─── TASK INPUT ───

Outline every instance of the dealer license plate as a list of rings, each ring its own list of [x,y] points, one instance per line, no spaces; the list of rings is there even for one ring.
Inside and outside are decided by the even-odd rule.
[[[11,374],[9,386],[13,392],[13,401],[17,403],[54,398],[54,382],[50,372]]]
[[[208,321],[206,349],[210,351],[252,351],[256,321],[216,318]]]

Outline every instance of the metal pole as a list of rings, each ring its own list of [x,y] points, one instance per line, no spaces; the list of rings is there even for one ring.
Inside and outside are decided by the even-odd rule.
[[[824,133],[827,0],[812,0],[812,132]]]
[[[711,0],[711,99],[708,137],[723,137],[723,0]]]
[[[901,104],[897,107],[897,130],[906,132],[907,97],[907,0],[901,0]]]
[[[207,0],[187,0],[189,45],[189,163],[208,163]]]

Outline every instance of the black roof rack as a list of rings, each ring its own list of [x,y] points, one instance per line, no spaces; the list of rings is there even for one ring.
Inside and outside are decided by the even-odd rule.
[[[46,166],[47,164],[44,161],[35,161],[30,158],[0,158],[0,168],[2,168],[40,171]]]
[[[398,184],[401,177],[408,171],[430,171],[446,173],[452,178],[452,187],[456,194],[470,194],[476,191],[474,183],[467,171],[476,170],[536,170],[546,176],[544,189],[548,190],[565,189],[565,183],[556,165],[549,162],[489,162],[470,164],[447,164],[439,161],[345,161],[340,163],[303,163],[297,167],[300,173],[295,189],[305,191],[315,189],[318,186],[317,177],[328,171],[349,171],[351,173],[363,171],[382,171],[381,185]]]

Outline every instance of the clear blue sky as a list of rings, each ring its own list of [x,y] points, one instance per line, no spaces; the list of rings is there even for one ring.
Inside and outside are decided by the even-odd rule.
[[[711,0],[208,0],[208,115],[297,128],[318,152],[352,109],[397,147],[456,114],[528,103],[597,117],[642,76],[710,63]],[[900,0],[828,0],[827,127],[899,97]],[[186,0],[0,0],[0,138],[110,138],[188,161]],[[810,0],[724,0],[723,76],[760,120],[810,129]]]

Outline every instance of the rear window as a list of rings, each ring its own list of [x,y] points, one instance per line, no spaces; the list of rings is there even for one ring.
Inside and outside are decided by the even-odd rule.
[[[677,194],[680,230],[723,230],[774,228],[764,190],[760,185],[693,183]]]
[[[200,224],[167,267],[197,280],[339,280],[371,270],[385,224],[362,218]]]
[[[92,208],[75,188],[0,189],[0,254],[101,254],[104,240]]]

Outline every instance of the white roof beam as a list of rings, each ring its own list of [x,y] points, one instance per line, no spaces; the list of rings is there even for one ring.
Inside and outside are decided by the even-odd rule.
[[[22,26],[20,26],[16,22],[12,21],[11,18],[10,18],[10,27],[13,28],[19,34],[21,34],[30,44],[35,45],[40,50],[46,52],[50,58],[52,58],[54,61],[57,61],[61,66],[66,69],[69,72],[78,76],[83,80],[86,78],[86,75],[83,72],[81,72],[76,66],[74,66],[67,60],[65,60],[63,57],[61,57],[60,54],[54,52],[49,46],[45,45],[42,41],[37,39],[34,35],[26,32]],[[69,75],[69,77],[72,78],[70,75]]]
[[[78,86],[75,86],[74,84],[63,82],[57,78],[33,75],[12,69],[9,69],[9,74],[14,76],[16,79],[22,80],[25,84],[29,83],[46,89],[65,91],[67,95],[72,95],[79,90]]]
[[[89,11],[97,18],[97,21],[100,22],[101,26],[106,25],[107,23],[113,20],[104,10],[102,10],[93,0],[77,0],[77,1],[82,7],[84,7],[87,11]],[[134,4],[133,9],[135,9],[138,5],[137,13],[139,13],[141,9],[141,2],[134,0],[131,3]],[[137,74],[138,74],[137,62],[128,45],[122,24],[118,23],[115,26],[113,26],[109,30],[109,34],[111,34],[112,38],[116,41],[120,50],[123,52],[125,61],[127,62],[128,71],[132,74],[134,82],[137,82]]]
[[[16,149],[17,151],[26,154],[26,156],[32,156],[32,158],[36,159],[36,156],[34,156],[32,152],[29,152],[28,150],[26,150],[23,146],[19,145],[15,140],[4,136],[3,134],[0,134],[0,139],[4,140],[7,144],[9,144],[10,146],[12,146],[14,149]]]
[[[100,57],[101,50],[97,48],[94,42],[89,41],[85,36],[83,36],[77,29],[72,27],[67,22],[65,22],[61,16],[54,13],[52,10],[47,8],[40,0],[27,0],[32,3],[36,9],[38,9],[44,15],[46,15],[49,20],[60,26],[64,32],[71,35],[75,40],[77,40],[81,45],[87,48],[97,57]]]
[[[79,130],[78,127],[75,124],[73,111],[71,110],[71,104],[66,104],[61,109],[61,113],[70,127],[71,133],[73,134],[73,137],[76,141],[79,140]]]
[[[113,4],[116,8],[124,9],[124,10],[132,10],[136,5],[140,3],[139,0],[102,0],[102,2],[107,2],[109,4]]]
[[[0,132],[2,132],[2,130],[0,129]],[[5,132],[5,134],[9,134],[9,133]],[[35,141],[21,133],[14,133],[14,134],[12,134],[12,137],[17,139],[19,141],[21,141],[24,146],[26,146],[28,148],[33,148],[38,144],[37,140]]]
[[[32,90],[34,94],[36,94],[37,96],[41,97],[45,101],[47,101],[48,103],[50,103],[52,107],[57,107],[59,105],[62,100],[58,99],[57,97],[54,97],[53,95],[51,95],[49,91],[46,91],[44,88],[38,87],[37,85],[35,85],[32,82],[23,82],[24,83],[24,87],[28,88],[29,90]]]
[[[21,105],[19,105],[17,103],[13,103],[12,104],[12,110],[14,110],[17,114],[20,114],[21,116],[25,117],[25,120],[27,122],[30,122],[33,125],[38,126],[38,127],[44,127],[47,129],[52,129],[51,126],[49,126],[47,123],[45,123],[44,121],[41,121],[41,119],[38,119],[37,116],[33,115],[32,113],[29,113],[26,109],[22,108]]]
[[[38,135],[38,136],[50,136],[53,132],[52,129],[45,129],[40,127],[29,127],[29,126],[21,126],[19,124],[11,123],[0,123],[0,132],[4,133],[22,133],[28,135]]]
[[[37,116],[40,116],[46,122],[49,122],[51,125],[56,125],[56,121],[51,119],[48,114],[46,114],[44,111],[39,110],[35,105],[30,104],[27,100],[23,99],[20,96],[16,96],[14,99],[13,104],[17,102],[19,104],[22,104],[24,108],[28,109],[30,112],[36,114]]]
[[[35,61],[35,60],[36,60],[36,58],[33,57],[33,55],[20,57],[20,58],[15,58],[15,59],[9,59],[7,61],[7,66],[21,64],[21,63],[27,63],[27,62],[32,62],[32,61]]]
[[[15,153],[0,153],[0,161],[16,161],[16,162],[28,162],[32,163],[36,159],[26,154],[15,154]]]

───

### THE PROBLEM
Recast all the records above as a JSON list of strings, one string per line, omitting blank lines.

### ANSWER FOR THE TASK
[
  "Outline every instance of the dealer license plate as a list of rings, each ring its own list of [x,y] points, one instance per line, no spaces; the list of rings is there even for one ring.",
  "Inside and outside are decided by the even-odd rule.",
  "[[[11,374],[9,386],[13,392],[13,401],[17,403],[54,398],[54,382],[50,372]]]",
  "[[[208,321],[206,349],[210,351],[252,351],[256,321],[216,318]]]",
  "Outline every instance of the metal pole as a list of rings, each ring its own list of [x,y] points, one instance per line, no spaces; the list of rings is there even for one ring.",
  "Inside and outside are decided by the even-odd rule.",
  "[[[824,133],[827,0],[812,0],[812,132]]]",
  "[[[711,0],[711,99],[708,137],[723,137],[723,0]]]",
  "[[[901,104],[897,107],[897,130],[906,132],[907,97],[907,0],[901,0]]]",
  "[[[207,0],[187,0],[189,45],[189,163],[208,163]]]",
  "Outline every instance of the black roof rack as a list of rings, each ring its own list of [x,y] points, one instance per line, no spaces; the list of rings is there even for one ring.",
  "Inside and outside are decided by the even-odd rule.",
  "[[[46,166],[47,164],[44,161],[35,161],[30,158],[0,158],[0,168],[2,168],[40,171]]]",
  "[[[398,184],[401,177],[408,171],[430,171],[446,173],[452,178],[452,187],[456,194],[470,194],[476,191],[474,183],[467,171],[476,170],[536,170],[546,176],[544,189],[548,190],[565,189],[565,183],[556,165],[549,162],[489,162],[470,164],[447,164],[439,161],[345,161],[340,163],[303,163],[297,167],[300,173],[295,189],[305,191],[315,189],[318,186],[317,177],[328,171],[349,171],[351,173],[363,171],[382,171],[381,185]]]",
  "Outline every instance of the clear blue sky as a list of rings, each ring its own list of [x,y] points, one instance per line, no spaces; the list of rings is there even for one ring.",
  "Inside and outside are decided by the even-odd rule.",
  "[[[711,0],[208,0],[208,115],[297,128],[318,152],[352,109],[397,147],[456,114],[528,103],[597,117],[642,76],[710,63]],[[900,0],[828,0],[827,127],[899,97]],[[186,0],[0,0],[0,138],[110,138],[188,161]],[[810,0],[724,0],[723,76],[760,120],[810,129]]]",
  "Outline every instance of the rear window as a list of rings, each ring its own list of [x,y] points, one instance per line, no spaces; the list of rings is there even for one ring.",
  "Inside and outside are decided by the even-odd rule.",
  "[[[677,194],[680,230],[723,230],[774,228],[764,190],[760,185],[693,183]]]",
  "[[[200,224],[167,267],[197,280],[339,280],[371,270],[385,224],[362,218]]]",
  "[[[92,208],[75,188],[0,189],[0,254],[101,254],[104,240]]]",
  "Outline every instance of the white roof beam as a list of rings, each ring its own list of [x,y] points, one instance per line, no spaces; the list of rings is there even for one ring.",
  "Inside and outside are decided by the even-odd rule.",
  "[[[22,26],[20,26],[16,22],[12,21],[11,18],[10,18],[10,27],[13,28],[19,34],[21,34],[30,44],[35,45],[40,50],[46,52],[50,58],[52,58],[54,61],[57,61],[61,66],[66,69],[69,72],[78,76],[83,80],[86,78],[86,75],[83,72],[81,72],[76,66],[74,66],[67,60],[65,60],[63,57],[61,57],[60,54],[54,52],[49,46],[45,45],[42,41],[37,39],[34,35],[26,32]],[[69,75],[69,77],[72,78],[70,75]]]",
  "[[[78,86],[75,86],[74,84],[63,82],[57,78],[33,75],[12,69],[9,69],[9,74],[14,76],[16,79],[22,80],[25,84],[29,83],[46,89],[65,91],[67,95],[72,95],[79,90]]]",
  "[[[89,11],[97,18],[97,21],[100,22],[101,26],[106,25],[107,23],[113,20],[104,10],[102,10],[93,0],[77,0],[77,1],[82,7],[84,7],[87,11]],[[134,4],[133,9],[135,9],[138,5],[137,13],[139,13],[141,9],[141,2],[134,0],[131,3]],[[137,74],[138,74],[137,62],[128,45],[122,24],[118,23],[115,26],[113,26],[109,30],[109,34],[111,34],[112,38],[116,41],[120,50],[123,52],[125,61],[127,62],[128,71],[132,74],[134,82],[137,82]]]",
  "[[[16,149],[17,151],[26,154],[26,156],[32,156],[32,158],[36,159],[36,156],[34,156],[32,152],[29,152],[28,150],[26,150],[23,146],[19,145],[15,140],[4,136],[3,134],[0,134],[0,139],[4,140],[7,144],[9,144],[10,146],[12,146],[14,149]]]",
  "[[[100,57],[101,50],[97,48],[94,42],[89,41],[85,36],[83,36],[77,29],[72,27],[67,22],[65,22],[61,16],[54,13],[52,10],[47,8],[40,0],[27,0],[32,3],[36,9],[38,9],[44,15],[46,15],[49,20],[60,26],[64,32],[71,35],[75,40],[77,40],[81,45],[87,48],[97,57]]]",
  "[[[79,130],[78,127],[75,124],[73,111],[71,110],[71,104],[66,104],[61,109],[61,113],[70,127],[71,133],[73,134],[73,137],[76,141],[79,140]]]",
  "[[[113,4],[116,8],[124,9],[124,10],[132,10],[136,5],[140,3],[139,0],[102,0],[102,2],[107,2],[109,4]]]",
  "[[[0,132],[2,132],[2,130],[0,129]],[[5,132],[5,134],[9,134],[9,133]],[[35,141],[21,133],[14,133],[14,134],[12,134],[12,137],[17,139],[19,141],[21,141],[24,146],[26,146],[28,148],[33,148],[38,144],[37,140]]]",
  "[[[32,90],[34,94],[36,94],[37,96],[41,97],[45,101],[47,101],[48,103],[50,103],[52,107],[57,107],[59,105],[62,100],[58,99],[57,97],[54,97],[53,95],[51,95],[49,91],[46,91],[44,88],[38,87],[37,85],[35,85],[32,82],[23,82],[24,83],[24,87],[28,88],[29,90]]]",
  "[[[21,105],[19,105],[17,103],[13,103],[12,104],[12,110],[14,110],[17,114],[20,114],[21,116],[25,117],[25,120],[27,122],[30,122],[33,125],[38,126],[38,127],[44,127],[47,129],[52,129],[51,126],[49,126],[47,123],[45,123],[44,121],[41,121],[41,119],[38,119],[37,116],[33,115],[32,113],[29,113],[26,109],[22,108]]]",
  "[[[38,135],[38,136],[50,136],[53,132],[52,129],[45,129],[40,127],[29,127],[29,126],[21,126],[19,124],[11,123],[0,123],[0,132],[4,133],[22,133],[28,135]]]",
  "[[[37,116],[40,116],[46,122],[49,122],[51,125],[56,125],[56,121],[51,119],[48,114],[46,114],[44,111],[39,110],[35,105],[30,104],[27,100],[23,99],[20,96],[16,96],[14,99],[13,104],[17,102],[19,104],[22,104],[24,108],[28,109],[30,112],[36,114]]]",
  "[[[35,61],[35,60],[36,60],[36,58],[33,57],[33,55],[20,57],[20,58],[15,58],[15,59],[9,59],[7,61],[7,66],[21,64],[21,63],[27,63],[27,62],[32,62],[32,61]]]",
  "[[[15,153],[0,153],[0,161],[16,161],[16,162],[28,162],[32,163],[36,159],[26,154],[15,154]]]"
]